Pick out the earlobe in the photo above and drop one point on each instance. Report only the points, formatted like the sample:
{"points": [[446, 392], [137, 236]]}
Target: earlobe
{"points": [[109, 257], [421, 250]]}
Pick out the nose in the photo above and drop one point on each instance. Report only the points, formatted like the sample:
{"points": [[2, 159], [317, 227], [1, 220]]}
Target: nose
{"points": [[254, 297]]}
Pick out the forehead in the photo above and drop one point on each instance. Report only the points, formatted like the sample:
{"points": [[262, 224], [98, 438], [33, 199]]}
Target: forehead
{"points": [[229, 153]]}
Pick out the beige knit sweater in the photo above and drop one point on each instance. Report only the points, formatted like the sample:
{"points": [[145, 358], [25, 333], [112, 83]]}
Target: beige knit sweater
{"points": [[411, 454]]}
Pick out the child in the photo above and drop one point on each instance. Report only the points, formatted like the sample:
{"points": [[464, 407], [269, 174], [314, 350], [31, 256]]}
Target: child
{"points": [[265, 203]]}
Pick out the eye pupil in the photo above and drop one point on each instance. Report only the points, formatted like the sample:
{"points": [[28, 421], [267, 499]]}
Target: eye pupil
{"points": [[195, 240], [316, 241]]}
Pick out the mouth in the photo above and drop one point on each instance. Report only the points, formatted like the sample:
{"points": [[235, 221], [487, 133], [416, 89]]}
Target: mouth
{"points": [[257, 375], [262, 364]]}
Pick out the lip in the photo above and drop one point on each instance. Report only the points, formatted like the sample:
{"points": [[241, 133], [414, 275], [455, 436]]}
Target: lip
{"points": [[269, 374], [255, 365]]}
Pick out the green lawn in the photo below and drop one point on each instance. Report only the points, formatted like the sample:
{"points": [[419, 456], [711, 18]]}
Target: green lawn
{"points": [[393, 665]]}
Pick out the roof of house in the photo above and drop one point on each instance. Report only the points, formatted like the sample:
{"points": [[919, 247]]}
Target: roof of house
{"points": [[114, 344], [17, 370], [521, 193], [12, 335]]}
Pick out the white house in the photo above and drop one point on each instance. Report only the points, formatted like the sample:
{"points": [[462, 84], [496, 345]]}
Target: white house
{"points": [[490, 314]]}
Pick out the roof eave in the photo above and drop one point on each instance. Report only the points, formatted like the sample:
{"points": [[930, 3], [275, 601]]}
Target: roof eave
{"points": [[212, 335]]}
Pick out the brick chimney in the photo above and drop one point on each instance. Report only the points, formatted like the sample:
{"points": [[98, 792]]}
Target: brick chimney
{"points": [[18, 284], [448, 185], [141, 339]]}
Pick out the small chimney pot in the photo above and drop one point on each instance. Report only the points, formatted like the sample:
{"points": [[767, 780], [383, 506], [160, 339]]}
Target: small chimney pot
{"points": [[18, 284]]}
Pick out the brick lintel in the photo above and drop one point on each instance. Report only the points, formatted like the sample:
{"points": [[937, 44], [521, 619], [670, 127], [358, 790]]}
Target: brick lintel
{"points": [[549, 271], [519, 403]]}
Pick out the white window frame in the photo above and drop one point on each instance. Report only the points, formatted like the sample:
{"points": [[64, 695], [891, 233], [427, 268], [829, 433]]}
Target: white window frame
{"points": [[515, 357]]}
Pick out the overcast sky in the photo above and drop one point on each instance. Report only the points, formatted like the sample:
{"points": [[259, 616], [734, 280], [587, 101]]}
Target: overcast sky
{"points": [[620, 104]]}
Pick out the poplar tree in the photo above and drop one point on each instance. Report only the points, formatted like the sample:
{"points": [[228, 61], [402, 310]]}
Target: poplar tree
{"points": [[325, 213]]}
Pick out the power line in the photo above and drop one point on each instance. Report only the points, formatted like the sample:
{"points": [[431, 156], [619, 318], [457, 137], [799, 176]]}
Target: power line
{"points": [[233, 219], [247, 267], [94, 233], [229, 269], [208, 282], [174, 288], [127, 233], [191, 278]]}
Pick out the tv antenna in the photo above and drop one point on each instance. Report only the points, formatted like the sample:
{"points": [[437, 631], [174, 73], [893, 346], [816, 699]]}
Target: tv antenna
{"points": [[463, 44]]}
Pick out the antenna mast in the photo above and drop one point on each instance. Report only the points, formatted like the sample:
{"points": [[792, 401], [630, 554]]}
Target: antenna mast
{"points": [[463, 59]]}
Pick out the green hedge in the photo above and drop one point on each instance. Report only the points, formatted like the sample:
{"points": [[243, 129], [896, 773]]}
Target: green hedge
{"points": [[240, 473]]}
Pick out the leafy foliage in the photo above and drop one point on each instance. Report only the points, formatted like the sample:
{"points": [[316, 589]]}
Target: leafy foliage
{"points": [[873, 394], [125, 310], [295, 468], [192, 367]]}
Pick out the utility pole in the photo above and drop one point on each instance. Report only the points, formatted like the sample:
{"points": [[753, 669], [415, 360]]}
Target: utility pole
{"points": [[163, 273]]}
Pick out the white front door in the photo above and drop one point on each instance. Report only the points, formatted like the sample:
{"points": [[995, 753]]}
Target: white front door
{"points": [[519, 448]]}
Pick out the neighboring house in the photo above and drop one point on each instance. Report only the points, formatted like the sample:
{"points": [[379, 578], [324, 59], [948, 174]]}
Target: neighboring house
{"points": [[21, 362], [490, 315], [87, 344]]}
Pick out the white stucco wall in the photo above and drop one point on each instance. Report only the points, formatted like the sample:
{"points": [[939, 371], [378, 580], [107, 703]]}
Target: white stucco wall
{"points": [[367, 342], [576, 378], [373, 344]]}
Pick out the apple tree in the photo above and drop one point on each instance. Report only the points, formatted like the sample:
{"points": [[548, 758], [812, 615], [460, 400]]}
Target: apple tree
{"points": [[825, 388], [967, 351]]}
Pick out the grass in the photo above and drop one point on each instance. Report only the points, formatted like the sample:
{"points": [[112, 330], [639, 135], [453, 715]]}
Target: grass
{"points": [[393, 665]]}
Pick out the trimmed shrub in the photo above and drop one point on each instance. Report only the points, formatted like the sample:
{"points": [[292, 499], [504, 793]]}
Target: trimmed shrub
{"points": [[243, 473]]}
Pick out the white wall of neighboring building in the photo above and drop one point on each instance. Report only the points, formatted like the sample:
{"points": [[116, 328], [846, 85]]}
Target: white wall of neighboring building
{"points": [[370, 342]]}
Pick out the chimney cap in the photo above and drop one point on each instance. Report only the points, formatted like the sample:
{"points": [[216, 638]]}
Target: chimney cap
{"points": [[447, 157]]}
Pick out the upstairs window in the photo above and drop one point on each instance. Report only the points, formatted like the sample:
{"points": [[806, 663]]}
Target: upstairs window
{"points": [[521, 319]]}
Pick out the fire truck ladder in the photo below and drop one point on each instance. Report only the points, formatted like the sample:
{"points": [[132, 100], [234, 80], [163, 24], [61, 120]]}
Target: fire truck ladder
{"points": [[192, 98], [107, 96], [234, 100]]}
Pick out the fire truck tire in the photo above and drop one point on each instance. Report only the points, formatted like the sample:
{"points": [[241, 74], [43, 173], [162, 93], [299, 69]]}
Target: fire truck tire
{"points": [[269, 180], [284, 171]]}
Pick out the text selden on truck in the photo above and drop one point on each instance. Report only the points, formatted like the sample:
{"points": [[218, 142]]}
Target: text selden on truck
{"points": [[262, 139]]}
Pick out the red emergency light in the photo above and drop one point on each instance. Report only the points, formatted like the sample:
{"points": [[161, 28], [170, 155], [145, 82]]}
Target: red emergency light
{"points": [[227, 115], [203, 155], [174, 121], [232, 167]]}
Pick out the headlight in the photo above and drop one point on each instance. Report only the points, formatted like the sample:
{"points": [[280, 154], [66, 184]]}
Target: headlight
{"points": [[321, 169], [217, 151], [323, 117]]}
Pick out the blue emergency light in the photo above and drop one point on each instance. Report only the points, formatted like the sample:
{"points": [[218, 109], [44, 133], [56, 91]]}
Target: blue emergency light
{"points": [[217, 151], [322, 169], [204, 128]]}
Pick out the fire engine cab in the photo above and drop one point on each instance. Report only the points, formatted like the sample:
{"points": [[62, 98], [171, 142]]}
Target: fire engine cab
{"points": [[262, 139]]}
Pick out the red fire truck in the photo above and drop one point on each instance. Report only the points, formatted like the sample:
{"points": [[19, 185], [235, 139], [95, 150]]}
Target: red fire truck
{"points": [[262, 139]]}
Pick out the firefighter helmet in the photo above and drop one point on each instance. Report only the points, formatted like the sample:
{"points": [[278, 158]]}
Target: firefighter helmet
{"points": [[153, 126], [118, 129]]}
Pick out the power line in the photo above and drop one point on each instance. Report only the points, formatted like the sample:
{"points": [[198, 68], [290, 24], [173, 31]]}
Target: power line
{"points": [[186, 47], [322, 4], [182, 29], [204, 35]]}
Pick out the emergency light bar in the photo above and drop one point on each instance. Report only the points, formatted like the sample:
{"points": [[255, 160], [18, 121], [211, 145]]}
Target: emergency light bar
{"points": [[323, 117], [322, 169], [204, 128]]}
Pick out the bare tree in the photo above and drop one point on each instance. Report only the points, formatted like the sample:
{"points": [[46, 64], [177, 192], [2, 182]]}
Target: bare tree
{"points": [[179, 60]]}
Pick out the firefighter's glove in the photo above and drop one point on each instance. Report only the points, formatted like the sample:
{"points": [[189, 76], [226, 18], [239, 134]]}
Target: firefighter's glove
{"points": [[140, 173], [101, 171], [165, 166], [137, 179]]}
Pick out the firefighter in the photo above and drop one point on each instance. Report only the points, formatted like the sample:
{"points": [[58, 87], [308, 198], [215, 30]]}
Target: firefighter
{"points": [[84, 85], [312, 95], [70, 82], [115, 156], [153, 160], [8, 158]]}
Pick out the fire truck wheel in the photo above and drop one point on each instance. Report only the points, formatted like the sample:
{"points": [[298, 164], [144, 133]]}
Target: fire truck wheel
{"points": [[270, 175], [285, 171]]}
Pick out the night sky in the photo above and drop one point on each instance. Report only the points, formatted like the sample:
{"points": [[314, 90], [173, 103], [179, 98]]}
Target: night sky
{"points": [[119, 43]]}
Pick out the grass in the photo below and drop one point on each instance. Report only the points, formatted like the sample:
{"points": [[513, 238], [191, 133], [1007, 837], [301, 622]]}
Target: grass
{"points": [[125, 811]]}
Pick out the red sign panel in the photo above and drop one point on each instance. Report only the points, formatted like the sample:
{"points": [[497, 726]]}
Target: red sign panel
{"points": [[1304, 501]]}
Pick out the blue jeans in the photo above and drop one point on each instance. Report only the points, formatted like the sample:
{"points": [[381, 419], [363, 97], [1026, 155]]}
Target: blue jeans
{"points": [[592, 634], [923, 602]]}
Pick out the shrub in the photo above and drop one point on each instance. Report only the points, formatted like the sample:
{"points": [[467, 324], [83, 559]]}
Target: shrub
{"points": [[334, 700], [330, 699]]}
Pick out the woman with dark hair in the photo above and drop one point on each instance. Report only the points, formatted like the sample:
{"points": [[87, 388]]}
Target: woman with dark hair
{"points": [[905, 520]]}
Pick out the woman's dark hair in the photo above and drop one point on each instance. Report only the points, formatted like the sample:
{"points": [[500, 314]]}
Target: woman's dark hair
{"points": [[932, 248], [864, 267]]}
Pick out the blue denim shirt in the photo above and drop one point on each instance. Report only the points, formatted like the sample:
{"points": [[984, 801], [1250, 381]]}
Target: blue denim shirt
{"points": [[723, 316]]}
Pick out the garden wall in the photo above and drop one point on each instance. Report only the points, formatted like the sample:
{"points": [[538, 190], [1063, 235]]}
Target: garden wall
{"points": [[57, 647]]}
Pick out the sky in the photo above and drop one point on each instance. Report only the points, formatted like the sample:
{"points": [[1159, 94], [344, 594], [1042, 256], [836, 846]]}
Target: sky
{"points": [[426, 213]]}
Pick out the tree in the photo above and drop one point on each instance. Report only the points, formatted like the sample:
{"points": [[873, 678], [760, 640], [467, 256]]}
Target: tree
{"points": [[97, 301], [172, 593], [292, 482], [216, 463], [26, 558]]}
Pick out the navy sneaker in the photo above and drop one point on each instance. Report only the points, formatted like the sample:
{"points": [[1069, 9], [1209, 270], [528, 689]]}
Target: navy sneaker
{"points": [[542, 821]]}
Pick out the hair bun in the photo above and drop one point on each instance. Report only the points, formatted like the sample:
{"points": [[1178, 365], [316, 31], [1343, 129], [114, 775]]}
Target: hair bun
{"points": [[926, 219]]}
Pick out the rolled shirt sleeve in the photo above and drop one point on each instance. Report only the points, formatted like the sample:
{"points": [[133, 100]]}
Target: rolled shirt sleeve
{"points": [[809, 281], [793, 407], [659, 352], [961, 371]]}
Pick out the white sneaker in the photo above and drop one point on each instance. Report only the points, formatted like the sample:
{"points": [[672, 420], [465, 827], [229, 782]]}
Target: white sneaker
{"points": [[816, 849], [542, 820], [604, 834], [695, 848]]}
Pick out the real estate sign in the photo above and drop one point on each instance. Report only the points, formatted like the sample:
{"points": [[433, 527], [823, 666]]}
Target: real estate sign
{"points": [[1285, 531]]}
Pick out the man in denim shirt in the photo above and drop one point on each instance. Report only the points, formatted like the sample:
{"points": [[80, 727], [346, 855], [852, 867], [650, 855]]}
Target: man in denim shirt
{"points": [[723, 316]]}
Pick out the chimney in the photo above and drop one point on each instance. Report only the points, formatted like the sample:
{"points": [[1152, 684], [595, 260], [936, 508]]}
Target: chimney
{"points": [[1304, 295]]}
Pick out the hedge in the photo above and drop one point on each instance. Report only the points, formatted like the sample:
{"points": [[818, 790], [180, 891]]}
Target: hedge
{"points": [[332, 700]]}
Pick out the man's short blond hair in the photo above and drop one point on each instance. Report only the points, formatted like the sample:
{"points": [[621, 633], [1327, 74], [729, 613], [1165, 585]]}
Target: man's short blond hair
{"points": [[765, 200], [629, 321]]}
—————
**What you will do**
Find the line containing "Pick out the white sneaker", then output it and every line after it to the end of the data, exactly.

**Written answer**
Pick out the white sneaker in the photo above and drop one point on each instance. Report only the points, formatted like the sample:
{"points": [[672, 420], [465, 827], [229, 782]]}
Target: white sneaker
{"points": [[816, 849], [542, 820], [604, 834], [695, 848]]}
Pick out the real estate sign in the photo above and drop one point on each instance. Report only the points, formatted like the sample:
{"points": [[433, 527], [823, 666]]}
Target: real estate sign
{"points": [[1285, 531]]}
Pick out the man in denim shirt in the photo above and drop one point on each instance. Report only the points, formatted like the sample:
{"points": [[80, 727], [346, 855], [852, 867], [650, 855]]}
Target: man in denim shirt
{"points": [[723, 316]]}
Pick out the chimney in the photo above and drop one point on each instance. Report only the points, formatted like the sample:
{"points": [[1152, 684], [595, 260], [936, 508]]}
Target: chimney
{"points": [[1304, 295]]}
Pick out the hedge in the photo above and drop one point on each instance. Report only the points, formatted like the sample:
{"points": [[818, 790], [180, 891]]}
Target: hedge
{"points": [[332, 700]]}
Pick out the man's short blond hair in the photo above and drop one point on each instance. Report only the points, formatted like the sample:
{"points": [[621, 633], [1327, 74], [729, 613], [1165, 585]]}
Target: man's short blond hair
{"points": [[765, 200], [629, 321]]}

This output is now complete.